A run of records

----------

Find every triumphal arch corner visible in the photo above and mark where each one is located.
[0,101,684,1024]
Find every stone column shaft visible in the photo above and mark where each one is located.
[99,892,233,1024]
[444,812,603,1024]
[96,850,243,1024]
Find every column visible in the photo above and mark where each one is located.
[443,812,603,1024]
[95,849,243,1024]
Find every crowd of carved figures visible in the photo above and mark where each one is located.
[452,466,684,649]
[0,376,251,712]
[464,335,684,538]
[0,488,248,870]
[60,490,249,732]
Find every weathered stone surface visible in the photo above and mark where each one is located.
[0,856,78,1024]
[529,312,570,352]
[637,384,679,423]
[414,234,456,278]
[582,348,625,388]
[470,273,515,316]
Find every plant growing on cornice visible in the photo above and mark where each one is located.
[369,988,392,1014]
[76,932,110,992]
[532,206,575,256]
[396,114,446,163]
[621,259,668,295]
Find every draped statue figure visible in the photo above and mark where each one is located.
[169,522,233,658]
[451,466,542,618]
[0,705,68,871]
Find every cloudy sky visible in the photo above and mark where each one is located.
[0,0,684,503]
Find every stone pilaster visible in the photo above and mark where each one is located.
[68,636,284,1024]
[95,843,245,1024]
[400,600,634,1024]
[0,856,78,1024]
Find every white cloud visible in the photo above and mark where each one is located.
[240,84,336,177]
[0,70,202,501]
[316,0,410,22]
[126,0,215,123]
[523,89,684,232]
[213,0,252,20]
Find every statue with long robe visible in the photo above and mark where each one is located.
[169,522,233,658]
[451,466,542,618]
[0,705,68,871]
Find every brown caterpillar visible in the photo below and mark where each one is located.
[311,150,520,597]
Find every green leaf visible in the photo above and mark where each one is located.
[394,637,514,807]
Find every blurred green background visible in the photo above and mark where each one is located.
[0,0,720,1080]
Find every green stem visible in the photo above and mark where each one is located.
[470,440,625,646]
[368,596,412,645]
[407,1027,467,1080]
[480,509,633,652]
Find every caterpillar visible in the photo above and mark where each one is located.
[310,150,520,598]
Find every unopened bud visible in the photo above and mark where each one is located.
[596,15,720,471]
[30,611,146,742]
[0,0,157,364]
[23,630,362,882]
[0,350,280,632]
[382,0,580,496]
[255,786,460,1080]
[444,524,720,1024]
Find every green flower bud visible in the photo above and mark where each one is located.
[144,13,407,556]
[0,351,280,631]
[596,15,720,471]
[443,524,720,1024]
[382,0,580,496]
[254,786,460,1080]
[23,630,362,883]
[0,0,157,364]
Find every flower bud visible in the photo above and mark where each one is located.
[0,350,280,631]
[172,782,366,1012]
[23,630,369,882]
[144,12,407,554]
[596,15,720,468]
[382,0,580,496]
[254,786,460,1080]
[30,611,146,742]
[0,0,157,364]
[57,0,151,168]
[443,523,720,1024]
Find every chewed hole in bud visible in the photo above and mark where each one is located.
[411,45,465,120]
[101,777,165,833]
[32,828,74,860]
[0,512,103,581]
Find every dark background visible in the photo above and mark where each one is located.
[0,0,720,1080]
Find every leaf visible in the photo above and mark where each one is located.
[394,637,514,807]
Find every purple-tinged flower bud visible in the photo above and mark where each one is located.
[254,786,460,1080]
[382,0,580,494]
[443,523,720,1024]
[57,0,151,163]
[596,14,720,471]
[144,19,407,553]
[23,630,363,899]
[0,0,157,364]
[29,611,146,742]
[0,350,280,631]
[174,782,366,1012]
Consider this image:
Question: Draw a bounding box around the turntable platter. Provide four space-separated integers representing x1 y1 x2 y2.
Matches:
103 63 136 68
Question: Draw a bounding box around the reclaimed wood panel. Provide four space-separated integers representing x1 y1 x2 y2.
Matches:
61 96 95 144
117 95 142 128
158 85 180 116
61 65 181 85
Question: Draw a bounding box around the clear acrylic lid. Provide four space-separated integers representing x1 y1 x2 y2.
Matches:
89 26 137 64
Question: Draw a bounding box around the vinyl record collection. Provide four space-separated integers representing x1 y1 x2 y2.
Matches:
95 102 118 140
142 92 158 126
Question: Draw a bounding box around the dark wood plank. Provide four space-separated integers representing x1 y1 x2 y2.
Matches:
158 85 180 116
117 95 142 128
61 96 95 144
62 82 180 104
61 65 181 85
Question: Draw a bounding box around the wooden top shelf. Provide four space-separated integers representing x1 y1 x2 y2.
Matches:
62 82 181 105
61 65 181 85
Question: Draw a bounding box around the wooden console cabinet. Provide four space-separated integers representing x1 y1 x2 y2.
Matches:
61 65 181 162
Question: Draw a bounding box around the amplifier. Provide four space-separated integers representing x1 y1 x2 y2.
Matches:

----------

Required task: List only the lines of the material above that contain the string "caterpillar". The match is case-sensitive.

Response below:
Find every brown caterpillar visible in the photo below and mark where each one is located.
Find every caterpillar visible in the photo above and mark where each one is located.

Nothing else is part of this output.